* start Dataset entries *

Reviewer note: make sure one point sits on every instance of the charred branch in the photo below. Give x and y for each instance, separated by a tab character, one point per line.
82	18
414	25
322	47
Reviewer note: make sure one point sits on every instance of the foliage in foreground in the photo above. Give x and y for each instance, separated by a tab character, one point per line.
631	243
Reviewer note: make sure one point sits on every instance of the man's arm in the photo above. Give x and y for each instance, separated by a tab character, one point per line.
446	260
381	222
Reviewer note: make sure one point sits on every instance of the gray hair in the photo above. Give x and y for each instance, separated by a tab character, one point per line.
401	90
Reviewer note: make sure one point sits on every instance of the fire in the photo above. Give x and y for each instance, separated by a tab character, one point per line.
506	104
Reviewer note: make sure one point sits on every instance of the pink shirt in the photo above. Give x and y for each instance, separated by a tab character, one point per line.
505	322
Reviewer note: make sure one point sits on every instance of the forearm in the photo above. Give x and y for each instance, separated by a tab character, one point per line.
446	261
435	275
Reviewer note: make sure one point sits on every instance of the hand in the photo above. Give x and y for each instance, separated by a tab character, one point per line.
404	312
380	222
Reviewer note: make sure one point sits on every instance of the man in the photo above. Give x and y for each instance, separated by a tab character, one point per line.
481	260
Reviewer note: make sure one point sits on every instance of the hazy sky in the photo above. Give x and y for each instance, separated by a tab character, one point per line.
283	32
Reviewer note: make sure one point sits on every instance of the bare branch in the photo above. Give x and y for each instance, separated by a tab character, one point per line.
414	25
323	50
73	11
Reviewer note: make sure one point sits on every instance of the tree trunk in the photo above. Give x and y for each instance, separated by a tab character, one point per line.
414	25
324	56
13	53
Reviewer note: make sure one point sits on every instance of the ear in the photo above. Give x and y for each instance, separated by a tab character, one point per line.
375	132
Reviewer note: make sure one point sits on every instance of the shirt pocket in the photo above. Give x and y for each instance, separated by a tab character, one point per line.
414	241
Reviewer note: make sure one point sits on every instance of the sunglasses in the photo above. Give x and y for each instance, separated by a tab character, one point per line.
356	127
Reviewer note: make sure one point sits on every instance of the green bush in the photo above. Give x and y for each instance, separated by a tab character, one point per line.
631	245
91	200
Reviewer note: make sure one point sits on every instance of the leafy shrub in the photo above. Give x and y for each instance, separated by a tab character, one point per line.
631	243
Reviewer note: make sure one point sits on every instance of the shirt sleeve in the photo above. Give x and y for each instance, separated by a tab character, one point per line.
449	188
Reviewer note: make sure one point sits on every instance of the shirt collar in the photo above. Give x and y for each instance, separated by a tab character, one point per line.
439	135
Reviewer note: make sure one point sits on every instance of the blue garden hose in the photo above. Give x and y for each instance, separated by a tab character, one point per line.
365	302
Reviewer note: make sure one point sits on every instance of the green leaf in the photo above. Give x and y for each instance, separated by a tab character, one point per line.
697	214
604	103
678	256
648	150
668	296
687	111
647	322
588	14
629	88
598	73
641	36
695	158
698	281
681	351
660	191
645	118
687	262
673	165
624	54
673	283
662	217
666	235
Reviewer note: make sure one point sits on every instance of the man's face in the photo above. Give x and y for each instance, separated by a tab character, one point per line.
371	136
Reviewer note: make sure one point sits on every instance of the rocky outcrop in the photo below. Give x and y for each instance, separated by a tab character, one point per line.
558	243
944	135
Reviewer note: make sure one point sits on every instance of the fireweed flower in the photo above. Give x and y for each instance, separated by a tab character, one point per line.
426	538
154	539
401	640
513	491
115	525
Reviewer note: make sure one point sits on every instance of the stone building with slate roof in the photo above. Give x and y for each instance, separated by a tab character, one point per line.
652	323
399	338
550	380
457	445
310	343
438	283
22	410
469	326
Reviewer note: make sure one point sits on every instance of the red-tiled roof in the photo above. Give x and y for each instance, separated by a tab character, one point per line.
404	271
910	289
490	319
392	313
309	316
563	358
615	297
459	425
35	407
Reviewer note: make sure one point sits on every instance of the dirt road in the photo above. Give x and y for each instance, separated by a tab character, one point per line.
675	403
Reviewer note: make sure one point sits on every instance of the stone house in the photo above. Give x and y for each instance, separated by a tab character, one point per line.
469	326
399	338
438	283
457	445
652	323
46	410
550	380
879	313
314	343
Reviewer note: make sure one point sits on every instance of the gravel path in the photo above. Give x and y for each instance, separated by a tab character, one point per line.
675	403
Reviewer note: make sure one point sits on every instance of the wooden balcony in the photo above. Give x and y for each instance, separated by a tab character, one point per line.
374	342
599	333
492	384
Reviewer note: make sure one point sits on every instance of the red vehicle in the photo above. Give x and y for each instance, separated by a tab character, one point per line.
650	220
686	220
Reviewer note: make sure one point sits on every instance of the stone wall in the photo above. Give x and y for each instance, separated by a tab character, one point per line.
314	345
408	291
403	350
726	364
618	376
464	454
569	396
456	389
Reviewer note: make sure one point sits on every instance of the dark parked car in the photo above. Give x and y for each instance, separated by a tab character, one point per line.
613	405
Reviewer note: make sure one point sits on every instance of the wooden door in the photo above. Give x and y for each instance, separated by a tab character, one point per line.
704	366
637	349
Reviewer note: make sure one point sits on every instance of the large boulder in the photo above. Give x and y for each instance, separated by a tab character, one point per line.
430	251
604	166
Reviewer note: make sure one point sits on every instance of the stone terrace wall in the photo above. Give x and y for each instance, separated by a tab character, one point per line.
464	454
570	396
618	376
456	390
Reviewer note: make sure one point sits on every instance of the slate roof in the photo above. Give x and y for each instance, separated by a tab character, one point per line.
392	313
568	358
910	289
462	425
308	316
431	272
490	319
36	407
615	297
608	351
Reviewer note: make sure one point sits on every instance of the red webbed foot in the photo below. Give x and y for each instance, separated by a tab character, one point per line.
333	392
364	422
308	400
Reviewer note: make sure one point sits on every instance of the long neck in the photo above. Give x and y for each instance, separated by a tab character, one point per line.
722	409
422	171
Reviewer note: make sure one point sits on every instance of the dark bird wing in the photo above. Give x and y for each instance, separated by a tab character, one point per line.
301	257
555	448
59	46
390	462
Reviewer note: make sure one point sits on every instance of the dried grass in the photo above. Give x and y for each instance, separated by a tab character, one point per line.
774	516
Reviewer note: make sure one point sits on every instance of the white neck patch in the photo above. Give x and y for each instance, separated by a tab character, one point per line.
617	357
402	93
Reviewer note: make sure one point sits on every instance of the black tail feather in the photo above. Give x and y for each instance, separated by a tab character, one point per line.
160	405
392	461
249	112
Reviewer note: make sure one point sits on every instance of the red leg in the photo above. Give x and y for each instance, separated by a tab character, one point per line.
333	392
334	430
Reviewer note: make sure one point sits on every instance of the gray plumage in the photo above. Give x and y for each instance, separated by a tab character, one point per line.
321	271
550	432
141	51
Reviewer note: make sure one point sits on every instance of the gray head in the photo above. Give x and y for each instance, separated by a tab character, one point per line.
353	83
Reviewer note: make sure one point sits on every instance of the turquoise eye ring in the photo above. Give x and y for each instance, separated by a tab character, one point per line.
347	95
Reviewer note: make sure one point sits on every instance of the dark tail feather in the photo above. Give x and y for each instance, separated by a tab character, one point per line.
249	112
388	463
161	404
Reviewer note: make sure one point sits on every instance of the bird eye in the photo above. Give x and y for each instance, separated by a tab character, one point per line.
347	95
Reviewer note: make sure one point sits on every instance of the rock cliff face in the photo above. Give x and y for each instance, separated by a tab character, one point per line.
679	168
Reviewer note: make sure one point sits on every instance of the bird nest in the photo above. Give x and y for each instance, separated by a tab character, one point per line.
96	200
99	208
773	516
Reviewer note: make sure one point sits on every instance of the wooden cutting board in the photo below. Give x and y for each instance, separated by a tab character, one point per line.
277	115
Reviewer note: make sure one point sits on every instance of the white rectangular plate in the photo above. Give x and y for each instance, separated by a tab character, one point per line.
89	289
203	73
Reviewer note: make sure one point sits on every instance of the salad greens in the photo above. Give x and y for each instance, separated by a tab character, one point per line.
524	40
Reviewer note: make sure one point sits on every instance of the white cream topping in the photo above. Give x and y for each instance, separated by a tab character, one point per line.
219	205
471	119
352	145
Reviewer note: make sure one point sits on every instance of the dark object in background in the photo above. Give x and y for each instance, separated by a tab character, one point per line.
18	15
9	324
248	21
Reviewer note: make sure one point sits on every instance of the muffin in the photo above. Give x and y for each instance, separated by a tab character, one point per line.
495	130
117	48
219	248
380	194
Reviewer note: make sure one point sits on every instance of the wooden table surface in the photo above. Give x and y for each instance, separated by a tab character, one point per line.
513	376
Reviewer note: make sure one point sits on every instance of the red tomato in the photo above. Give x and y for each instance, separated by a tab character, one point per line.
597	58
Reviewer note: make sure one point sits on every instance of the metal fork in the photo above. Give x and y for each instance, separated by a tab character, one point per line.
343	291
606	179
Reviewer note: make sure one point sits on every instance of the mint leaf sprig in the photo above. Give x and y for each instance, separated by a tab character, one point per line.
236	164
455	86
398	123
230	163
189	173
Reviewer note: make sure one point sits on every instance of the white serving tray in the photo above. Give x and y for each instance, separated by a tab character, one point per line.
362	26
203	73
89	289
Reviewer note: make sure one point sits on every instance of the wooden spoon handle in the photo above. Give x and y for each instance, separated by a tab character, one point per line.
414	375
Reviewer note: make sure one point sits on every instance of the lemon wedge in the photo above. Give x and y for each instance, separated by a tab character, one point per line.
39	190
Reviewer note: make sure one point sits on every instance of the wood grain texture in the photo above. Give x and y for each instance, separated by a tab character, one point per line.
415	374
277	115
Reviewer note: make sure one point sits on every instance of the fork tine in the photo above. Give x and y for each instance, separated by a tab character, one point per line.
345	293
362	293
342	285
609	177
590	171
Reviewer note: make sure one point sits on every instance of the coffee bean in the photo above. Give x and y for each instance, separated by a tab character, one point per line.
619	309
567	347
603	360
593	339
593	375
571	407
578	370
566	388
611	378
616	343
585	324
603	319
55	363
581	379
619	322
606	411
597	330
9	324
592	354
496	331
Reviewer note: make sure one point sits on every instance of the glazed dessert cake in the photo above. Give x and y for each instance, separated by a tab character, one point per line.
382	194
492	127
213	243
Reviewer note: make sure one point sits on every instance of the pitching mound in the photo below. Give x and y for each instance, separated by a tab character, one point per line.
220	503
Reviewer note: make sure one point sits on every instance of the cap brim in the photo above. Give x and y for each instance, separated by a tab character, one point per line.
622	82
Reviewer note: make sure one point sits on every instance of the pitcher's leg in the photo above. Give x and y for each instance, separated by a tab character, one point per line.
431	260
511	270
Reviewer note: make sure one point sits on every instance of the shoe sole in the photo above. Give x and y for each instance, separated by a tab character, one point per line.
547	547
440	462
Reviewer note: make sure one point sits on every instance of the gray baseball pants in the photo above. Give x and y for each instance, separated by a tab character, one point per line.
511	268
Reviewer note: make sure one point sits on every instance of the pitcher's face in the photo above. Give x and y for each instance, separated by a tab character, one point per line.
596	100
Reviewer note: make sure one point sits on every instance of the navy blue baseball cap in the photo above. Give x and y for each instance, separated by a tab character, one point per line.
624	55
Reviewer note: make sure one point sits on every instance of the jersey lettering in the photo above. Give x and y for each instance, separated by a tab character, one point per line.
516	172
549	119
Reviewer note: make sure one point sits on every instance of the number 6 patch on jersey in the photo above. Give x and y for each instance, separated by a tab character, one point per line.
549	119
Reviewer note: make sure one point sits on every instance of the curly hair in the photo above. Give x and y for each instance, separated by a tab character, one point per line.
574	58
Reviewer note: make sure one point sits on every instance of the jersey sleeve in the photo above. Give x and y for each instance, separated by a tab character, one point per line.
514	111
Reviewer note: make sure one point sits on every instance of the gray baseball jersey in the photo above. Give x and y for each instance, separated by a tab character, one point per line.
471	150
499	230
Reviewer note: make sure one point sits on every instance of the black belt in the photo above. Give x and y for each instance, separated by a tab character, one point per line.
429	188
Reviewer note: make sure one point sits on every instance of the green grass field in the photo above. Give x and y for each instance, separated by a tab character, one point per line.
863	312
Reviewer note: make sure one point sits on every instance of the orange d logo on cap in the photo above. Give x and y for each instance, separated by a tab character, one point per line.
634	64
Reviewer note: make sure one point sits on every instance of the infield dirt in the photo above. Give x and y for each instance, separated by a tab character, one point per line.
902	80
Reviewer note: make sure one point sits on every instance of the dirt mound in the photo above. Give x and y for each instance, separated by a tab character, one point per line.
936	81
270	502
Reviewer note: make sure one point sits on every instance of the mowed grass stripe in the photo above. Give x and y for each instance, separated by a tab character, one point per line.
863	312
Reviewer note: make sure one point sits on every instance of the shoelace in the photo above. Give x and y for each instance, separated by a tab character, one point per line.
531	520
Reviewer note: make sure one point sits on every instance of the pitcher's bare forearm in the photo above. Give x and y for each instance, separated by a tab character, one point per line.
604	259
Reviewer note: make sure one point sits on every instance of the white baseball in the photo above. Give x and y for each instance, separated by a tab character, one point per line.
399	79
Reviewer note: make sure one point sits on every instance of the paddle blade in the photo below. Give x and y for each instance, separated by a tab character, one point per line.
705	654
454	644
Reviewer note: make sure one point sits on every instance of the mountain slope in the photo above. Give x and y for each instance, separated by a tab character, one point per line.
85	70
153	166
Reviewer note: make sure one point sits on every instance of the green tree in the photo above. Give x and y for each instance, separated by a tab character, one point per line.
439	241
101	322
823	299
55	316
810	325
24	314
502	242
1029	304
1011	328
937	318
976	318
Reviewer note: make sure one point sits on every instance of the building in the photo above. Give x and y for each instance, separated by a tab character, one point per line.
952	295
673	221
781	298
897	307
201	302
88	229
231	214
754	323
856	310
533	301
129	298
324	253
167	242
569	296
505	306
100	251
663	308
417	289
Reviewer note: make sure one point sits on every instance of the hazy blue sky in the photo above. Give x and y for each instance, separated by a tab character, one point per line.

* end Dataset entries *

• **Written request**: Beginning with the line that contains "of the shoelace", repeat every line through the end of the records and nothing more.

• **Response**:
Reviewer note: make sure one point sits on every instance of the shoelace in the photo above. Give x and y for each instance, separated by a tab character, one point per line.
531	520
Reviewer note: make sure one point sits on every instance of the pitcher's bare forearm in the photo above. Give x and y for each instance, separated by a tab character, one point per line.
604	259
Reviewer note: make sure one point sits on every instance of the white baseball in the photo above. Give x and y for each instance, separated by a tab character, one point per line.
399	79
Reviewer note: make sure one point sits on every instance of the paddle blade in the photo below. Give x and y for each instance, separated by a tab character, one point per line.
705	654
454	644
Reviewer note: make sure one point sits on every instance of the mountain slope in the photo above. Give x and y for each instance, separated by a tab character, one point per line.
85	70
153	166
Reviewer note: make sure one point sits on every instance of the green tree in the photo above. Give x and y for each instance, separated by a tab character, one point per line.
439	241
101	322
823	299
55	316
810	325
24	314
502	242
1029	304
1011	328
937	318
976	318
Reviewer note: make sure one point sits on every instance of the building in the photo above. Give x and y for each instance, separated by a tab character, one point per line.
952	295
673	221
781	298
897	307
201	302
88	229
231	214
754	323
856	310
533	301
129	298
324	253
167	242
569	296
505	306
100	251
663	308
417	289
Reviewer note: make sure one point sits on every instance of the hazy blue sky in the photo above. Give x and y for each instance, separated by a tab character, one point per line.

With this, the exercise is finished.